After sharing recruiting trail, Brian Angelichio, Matt Rhule reconnect in Carolina
Back when Angelichio coached at Pitt and Rhule was at Temple, the two would share recruiting tips.
By Myles Simmons Jul 07, 2020

CHARLOTTE – Back when Brian Angelichio and Matt Rhule were college coaches on the recruiting circuit around a decade ago, they'd sometimes meet up for a burger when crossing paths in Pennsylvania.

Angelichio was an assistant coach for Pitt while Rhule was an assistant at Temple. As Angelichio explains it, the two would cross-reference their notes on players they'd seen. Questions like, "Hey, did you go to this school and see this guy?" were common. And if there were a player who wasn't up to a certain standard, one would let the other know he could save himself a trip.

"I guess we're not supposed to do this," Angelichio recently admitted, with the statute of limitations having expired. "We were just young and running around the Philly area and Harrisburg area, recruiting as many players as we could."

While the two coaches shared that previous connection, they did not work together until Rhule hired Angelichio as Carolina's tight ends coach in January. He's coached the position for over a decade, spending the last eight seasons in the NFL.

Angelichio began coaching soon after finishing his playing career at St. Lawrence University, where he was a three-year starter at outside linebacker. After a season at SUNY-Brockport as secondary coach, he moved to Ithaca College in Upstate New York.

While Angelichio started off coaching linebackers for the Division III program, he moved to wide receivers, then offensive line before spending 2000-05 as the program's offensive coordinator. He believes he benefited from not only moving from defense to offense but also from coaching a small program.

__TASK STATEMENT__. Carry on the article about Brian Angelichio's coaching path past its final sentence. The listing that comes next has no connection to the article on Brian Angelichio.

__EXCERPTED RECORDS__.
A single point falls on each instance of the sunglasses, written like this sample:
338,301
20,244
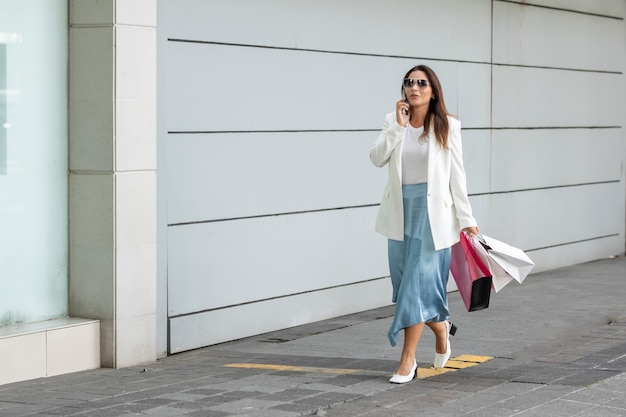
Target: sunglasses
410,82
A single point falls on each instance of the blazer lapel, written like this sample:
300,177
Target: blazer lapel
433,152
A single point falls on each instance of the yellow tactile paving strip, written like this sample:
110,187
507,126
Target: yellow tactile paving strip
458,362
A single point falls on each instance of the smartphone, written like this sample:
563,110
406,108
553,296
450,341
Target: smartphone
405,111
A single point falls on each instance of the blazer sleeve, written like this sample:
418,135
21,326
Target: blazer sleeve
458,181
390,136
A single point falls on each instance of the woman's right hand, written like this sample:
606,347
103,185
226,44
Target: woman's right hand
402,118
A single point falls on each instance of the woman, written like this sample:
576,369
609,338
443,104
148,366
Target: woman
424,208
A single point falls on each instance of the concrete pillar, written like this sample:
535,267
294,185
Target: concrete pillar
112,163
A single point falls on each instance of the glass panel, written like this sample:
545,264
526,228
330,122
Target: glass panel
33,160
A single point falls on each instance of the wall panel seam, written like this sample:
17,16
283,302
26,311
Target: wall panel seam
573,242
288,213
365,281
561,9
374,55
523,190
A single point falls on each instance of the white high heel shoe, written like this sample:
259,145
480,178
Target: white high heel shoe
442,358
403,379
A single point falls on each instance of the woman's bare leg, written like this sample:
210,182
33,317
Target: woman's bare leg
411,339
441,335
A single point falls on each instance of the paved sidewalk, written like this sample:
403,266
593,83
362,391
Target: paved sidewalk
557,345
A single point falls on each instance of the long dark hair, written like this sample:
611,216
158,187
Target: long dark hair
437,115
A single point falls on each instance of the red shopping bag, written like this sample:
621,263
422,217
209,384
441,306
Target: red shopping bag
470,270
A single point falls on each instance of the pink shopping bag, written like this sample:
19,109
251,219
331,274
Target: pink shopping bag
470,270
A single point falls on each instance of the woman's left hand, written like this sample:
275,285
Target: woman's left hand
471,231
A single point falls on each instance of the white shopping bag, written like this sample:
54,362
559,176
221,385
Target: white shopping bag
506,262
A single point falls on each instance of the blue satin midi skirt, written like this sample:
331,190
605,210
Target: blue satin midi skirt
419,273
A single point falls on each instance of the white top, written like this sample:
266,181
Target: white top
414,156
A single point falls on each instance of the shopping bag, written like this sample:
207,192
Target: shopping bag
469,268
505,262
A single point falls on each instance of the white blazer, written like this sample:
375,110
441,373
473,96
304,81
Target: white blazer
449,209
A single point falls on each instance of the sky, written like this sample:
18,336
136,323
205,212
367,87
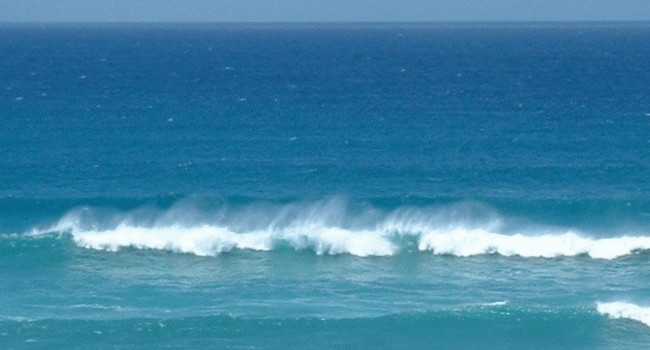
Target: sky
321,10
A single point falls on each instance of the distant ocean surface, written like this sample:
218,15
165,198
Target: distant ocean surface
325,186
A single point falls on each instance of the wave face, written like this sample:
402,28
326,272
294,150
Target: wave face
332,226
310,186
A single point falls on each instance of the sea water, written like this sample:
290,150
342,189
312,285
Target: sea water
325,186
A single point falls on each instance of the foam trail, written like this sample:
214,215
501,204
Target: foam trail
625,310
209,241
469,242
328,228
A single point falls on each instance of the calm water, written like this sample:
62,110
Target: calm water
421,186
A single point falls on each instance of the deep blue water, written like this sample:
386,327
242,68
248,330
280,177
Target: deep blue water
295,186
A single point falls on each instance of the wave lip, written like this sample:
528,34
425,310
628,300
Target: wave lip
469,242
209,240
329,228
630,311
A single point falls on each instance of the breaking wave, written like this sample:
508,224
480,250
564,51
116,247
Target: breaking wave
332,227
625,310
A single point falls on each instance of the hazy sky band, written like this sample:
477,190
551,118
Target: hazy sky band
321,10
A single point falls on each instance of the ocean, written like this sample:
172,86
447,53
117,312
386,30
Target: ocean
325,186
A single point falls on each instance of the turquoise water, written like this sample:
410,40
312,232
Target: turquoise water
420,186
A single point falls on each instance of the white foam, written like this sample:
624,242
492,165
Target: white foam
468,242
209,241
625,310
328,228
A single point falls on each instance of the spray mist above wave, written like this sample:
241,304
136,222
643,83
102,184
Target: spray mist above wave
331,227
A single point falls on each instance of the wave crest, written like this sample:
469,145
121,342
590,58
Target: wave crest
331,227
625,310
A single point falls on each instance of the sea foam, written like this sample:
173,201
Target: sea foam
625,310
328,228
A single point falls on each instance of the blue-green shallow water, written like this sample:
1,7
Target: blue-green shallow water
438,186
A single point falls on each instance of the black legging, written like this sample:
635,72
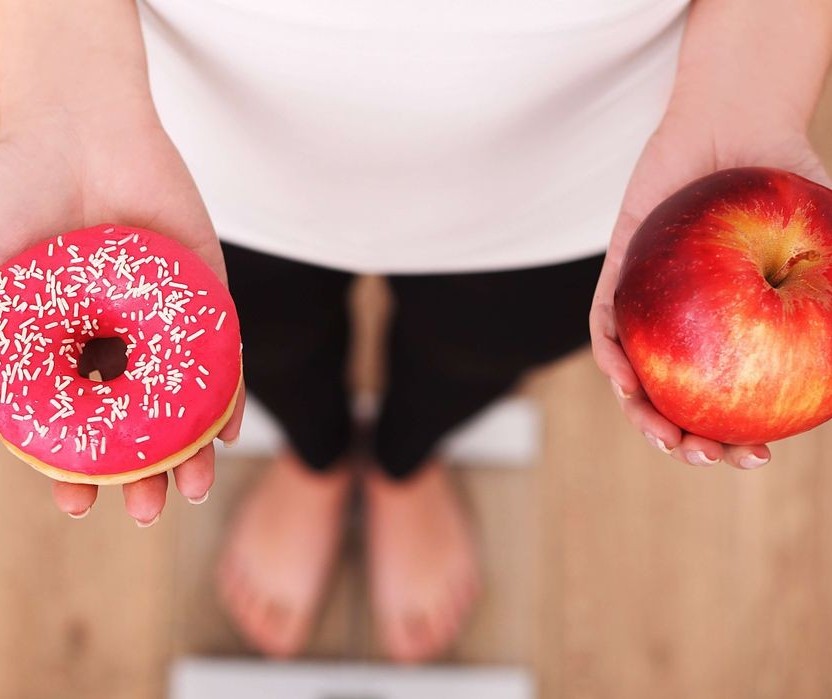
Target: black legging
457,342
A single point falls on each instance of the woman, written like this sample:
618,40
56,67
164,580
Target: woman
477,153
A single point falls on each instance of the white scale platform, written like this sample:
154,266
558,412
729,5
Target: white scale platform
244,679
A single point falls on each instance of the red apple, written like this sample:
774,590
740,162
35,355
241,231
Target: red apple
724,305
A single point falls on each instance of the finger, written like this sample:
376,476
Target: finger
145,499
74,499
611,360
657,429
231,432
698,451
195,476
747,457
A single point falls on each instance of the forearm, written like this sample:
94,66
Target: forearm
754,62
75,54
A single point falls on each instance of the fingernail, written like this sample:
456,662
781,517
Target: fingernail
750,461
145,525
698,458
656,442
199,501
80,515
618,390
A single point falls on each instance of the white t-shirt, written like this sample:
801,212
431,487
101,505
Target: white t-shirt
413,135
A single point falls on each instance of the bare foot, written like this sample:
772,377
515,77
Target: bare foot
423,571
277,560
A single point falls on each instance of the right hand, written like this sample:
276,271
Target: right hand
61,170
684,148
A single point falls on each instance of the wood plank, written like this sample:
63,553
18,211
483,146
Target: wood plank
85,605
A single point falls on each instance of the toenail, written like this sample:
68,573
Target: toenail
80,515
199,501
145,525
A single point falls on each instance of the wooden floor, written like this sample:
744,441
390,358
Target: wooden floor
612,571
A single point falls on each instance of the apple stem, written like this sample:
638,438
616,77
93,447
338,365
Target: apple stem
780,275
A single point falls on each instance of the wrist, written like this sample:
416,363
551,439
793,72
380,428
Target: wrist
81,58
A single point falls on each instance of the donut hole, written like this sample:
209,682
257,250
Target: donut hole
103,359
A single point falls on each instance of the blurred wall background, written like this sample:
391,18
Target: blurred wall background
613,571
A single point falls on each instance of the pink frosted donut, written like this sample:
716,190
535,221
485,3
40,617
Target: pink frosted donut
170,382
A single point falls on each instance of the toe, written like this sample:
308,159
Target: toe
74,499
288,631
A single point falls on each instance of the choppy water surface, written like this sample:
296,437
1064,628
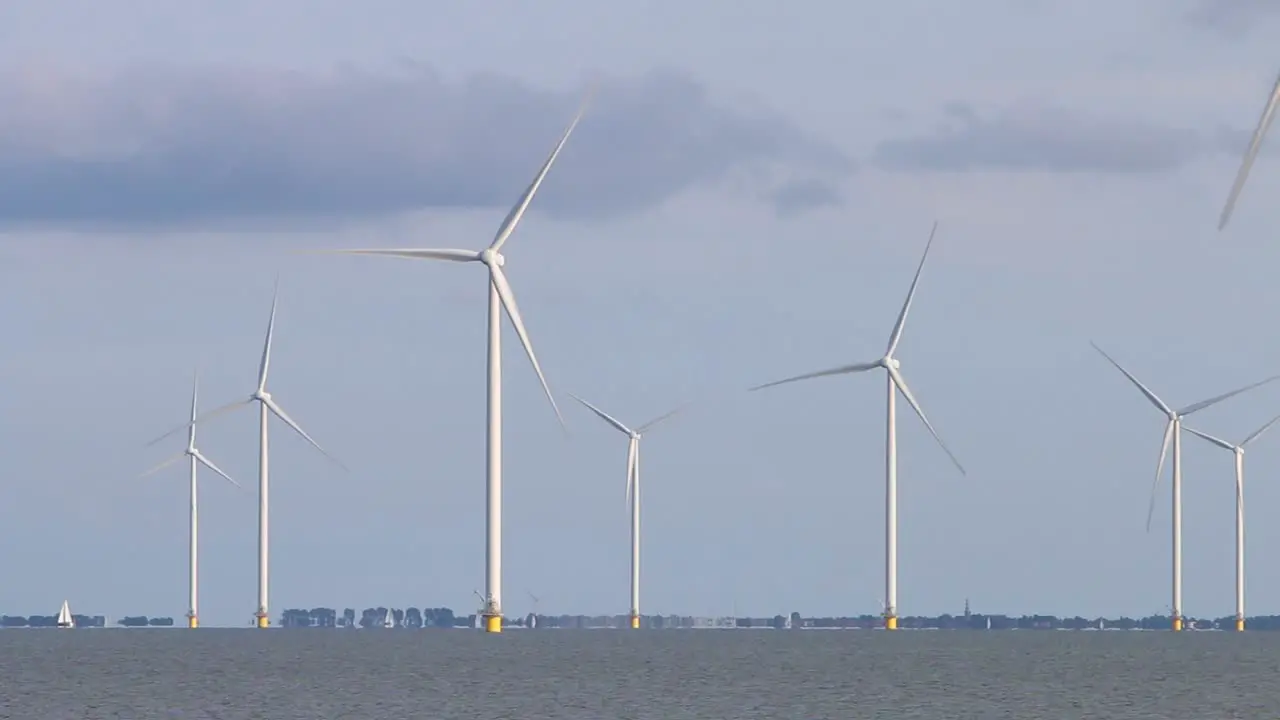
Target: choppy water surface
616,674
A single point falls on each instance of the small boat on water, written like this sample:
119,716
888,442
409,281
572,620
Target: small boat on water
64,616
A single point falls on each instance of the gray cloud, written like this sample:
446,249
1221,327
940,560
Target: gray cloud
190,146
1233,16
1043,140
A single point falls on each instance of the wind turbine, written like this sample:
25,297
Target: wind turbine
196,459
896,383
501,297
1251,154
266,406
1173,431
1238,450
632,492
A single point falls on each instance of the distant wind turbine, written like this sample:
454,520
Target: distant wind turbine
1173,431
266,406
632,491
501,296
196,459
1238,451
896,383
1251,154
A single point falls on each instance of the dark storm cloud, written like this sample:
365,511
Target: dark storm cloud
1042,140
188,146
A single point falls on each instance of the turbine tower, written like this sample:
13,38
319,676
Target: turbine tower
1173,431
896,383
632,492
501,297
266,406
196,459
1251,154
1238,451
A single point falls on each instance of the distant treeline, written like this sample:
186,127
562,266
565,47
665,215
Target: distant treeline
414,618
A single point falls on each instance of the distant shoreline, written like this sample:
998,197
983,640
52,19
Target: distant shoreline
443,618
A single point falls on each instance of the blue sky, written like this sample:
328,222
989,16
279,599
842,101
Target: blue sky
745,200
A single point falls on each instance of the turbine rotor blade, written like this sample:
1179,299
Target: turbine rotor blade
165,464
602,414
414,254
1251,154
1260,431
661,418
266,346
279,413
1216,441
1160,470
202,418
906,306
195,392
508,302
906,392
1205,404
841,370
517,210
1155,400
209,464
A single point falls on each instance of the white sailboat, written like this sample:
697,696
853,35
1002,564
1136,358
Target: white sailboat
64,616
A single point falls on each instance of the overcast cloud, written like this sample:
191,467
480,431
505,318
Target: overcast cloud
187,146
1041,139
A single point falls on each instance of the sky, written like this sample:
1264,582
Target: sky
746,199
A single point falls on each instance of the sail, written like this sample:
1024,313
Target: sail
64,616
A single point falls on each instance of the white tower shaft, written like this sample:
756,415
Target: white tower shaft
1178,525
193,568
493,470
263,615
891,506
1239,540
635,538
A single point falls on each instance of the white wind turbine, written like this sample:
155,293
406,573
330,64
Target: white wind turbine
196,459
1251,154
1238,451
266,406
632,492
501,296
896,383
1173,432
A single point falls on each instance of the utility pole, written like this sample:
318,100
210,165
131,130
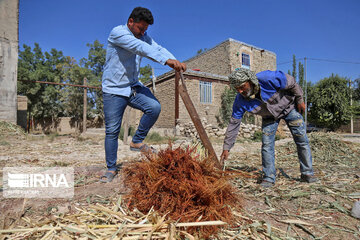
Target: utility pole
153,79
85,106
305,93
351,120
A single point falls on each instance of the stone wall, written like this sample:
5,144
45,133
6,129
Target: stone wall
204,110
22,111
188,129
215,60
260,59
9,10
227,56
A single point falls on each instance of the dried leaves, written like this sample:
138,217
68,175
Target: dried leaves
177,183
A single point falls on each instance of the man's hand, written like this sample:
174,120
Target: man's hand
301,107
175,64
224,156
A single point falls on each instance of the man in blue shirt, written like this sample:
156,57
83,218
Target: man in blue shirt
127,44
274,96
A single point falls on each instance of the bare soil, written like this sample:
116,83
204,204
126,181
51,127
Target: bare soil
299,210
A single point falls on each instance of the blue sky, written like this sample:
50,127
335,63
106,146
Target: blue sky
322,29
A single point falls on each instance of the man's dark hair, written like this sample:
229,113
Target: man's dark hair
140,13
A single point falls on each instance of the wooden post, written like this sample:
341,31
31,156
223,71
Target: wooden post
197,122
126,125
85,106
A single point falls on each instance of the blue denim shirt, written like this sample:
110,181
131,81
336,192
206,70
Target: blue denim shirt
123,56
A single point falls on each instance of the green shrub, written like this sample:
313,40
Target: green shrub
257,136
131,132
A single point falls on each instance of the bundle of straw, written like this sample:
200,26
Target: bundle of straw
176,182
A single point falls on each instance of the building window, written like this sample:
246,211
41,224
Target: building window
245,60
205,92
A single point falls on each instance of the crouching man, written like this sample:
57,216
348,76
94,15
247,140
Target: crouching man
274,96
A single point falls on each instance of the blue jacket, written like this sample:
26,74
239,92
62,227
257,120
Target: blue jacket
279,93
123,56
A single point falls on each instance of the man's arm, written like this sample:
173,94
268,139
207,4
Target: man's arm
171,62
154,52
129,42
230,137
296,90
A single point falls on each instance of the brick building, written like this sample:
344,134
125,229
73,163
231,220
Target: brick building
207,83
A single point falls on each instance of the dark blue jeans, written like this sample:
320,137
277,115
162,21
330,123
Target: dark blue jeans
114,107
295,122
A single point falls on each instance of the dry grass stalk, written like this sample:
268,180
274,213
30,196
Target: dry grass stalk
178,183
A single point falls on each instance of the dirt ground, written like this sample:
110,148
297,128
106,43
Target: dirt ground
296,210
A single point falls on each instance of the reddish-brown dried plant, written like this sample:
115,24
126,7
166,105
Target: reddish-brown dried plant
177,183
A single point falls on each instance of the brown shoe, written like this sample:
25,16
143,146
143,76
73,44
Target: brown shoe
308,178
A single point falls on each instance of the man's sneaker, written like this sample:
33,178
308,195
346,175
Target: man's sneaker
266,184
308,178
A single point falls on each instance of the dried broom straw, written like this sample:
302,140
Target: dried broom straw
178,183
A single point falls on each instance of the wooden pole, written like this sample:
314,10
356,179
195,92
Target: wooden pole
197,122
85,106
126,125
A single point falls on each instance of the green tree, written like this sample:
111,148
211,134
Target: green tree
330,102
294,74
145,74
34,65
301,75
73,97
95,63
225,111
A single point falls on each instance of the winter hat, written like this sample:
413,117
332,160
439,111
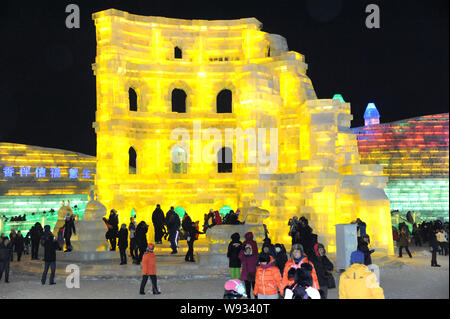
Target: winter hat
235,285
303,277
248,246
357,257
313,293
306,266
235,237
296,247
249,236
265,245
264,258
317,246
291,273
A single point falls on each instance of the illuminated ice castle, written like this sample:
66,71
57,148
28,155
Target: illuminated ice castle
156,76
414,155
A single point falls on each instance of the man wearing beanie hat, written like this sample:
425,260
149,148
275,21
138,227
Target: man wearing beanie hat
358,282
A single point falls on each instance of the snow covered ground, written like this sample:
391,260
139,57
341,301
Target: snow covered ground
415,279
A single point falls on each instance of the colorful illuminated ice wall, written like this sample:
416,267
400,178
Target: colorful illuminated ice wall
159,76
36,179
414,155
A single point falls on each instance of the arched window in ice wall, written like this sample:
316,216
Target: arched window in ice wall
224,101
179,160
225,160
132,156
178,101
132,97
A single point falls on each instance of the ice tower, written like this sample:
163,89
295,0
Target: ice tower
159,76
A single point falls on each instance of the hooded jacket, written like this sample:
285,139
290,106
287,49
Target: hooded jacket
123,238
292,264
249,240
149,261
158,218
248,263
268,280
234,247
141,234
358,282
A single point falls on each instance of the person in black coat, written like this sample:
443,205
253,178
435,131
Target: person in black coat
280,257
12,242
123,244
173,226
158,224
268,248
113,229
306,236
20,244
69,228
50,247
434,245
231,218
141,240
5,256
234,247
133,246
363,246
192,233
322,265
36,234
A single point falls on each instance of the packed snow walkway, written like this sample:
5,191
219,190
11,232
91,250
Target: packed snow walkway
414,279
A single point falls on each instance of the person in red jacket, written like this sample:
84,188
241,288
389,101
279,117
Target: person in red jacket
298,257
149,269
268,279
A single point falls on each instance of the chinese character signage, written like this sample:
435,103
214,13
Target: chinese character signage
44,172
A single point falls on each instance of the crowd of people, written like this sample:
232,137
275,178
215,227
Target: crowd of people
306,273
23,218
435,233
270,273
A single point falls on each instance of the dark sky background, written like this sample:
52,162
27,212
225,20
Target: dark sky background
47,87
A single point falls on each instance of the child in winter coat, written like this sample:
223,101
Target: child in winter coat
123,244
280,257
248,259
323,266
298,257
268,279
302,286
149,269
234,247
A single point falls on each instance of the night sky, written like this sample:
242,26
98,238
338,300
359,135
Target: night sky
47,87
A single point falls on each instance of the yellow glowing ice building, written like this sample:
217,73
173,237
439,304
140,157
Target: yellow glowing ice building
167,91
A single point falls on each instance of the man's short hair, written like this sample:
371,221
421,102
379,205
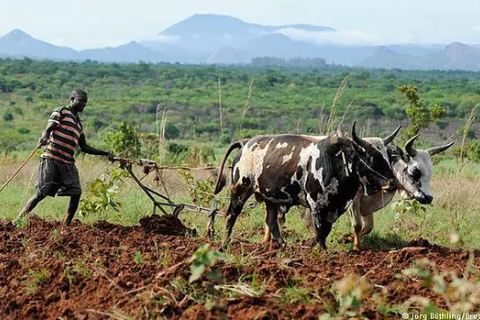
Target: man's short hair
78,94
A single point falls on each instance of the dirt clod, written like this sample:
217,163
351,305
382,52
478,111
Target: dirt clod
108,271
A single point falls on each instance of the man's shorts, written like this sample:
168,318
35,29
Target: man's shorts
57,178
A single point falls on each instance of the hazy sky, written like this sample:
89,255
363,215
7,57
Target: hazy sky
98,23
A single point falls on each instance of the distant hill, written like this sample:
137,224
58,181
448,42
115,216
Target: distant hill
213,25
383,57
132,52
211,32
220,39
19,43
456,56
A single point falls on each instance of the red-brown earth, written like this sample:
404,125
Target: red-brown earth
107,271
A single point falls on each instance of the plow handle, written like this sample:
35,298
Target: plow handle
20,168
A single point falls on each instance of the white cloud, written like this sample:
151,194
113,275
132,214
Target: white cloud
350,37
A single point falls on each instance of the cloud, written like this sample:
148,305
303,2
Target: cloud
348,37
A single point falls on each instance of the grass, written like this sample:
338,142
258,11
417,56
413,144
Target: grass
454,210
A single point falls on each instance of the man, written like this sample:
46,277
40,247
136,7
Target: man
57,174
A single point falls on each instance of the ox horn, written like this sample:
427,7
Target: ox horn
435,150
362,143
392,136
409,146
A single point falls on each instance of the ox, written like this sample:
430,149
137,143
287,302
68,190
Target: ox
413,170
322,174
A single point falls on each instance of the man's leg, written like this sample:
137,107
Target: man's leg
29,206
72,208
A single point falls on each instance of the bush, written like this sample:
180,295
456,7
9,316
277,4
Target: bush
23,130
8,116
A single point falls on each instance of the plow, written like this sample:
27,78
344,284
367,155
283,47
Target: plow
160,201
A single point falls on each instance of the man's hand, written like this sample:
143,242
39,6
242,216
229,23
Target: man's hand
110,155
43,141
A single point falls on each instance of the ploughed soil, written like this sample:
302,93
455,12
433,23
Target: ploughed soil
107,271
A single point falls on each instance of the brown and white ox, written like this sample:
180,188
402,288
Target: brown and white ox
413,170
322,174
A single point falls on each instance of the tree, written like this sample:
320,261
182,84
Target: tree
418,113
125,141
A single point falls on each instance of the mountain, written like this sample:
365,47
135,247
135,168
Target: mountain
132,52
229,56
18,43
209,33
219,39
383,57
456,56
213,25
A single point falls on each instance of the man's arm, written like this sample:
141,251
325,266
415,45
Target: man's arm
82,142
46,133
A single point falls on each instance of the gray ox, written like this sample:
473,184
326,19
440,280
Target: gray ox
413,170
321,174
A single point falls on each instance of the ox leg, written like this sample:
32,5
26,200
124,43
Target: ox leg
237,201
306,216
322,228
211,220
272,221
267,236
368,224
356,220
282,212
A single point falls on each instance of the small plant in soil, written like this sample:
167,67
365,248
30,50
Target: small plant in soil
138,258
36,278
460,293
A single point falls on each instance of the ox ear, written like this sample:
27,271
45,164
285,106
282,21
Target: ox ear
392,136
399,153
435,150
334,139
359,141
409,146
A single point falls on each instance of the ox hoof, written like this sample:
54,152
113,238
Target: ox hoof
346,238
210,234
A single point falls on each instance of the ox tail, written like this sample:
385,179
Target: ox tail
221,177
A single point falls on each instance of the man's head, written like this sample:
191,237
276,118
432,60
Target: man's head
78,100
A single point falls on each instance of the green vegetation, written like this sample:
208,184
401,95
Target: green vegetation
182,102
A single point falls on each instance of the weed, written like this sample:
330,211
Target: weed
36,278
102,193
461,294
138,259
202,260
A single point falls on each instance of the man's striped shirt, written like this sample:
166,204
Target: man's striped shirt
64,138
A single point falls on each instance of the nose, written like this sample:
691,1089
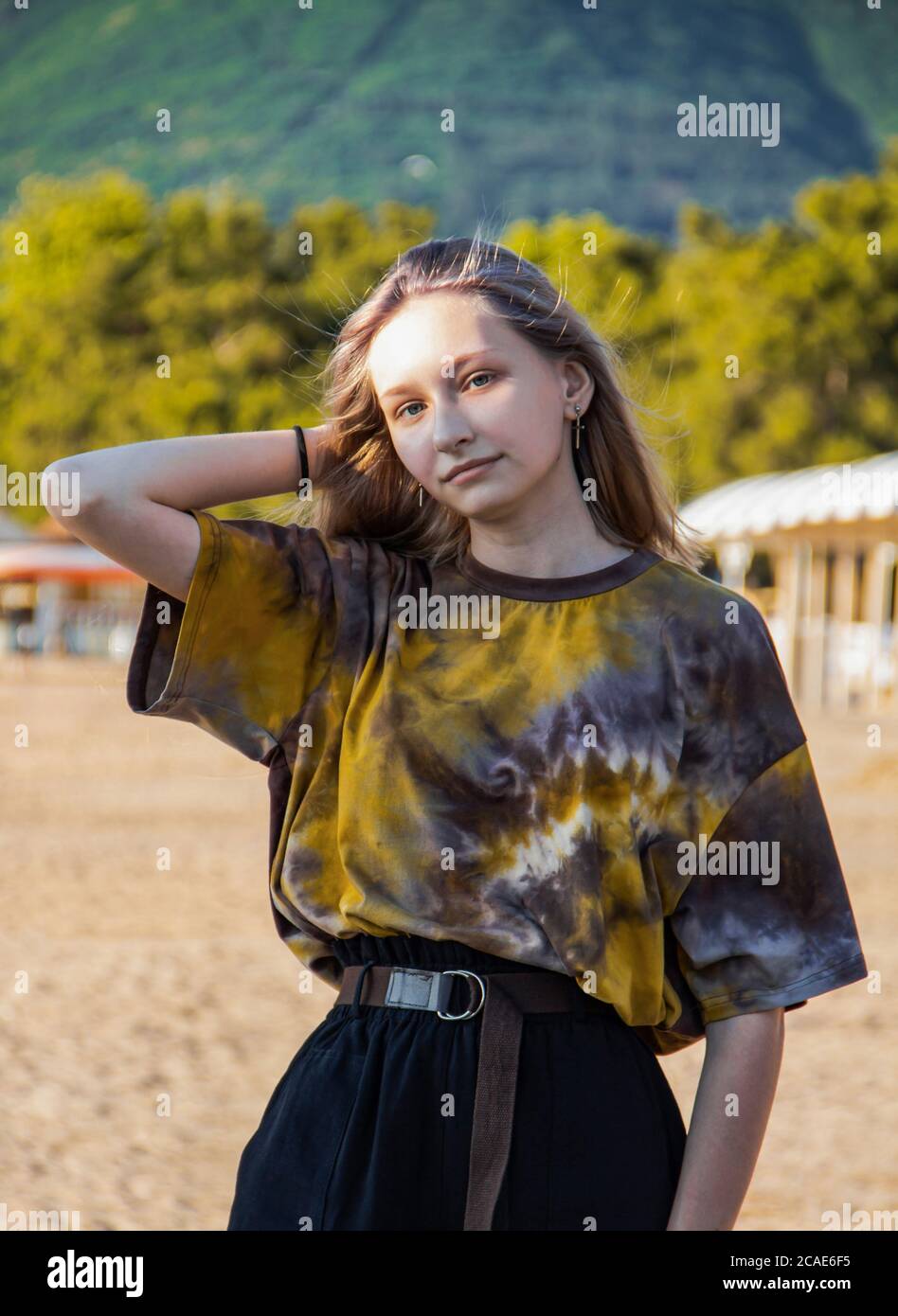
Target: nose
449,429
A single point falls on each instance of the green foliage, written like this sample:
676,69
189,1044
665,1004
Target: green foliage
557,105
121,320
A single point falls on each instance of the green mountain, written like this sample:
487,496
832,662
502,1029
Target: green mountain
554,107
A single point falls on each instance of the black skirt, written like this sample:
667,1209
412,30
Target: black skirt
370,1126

__RESPONSE TO THE TASK__.
"We didn't quite line the fields on our own," Angelichio joked, "but I think when you do that, and then (become) the offensive coordinator at a Division III school, you have a knowledge of the offense. You don't have the luxury of having a full staff of 10 assistants like you do in Division I. So if you want to put a play in, you have to understand it from all areas."

In 2006, Angelichio moved on to Pitt to coach under Dave Wannstedt for five seasons before heading to Rutgers to coach tight ends under Greg Schiano. Angelichio then took the same position under Schiano with the Buccaneers in 2012, and he's been coaching NFL tight ends ever since.

From stops in Tampa Bay, Cleveland, Green Bay and Washington, Angelichio has seen the position evolve as fast as any in football.

"(Tight ends are) kind of becoming a weapon that can be used in so many different ways," said Angelichio, who in 2015 helped coach former Panther Gary Barnidge to a Pro Bowl.

"People want that pass-catcher that can run down the field, that can beat the safeties and the linebackers and can control inside the numbers. Then you want to have that guy that has enough flexibility where you can split him out. Then you've got to have him in-line in the run game," Angelichio continued. "So I think that hybrid type, that dual-threat is really what everyone is searching for because I think it allows you the most flexibility for an offense.

"You try not to be one-dimensional, where when this guy's in, you're just running the ball. Or when this guy's in, you're just throwing the ball. As much diversity as you can create within the groupings, I think it presents more problems for the defense."

That means each tight end on the roster needs to learn every aspect of the position, from run blocking to running routes when lined up on the outside as a wide receiver.

"I have told every tight end that I've coached, 'I am not going to pigeonhole you into — you only do this. After that, it'll be our job to be able to put you in the best position on Sundays,'" Angelichio said.

It will take some time for the Panthers' coaching staff to determine exact strengths and weaknesses once training camp begins. But Angelichio liked what he saw from Carolina's tight ends during the virtual offseason program, calling the group hard working and focused.

Of course, the position lost significant production when the Panthers released Greg Olsen after his ninth season in Carolina. 

"Obviously, it'll be a big year for the group to see who steps up," Angelichio said.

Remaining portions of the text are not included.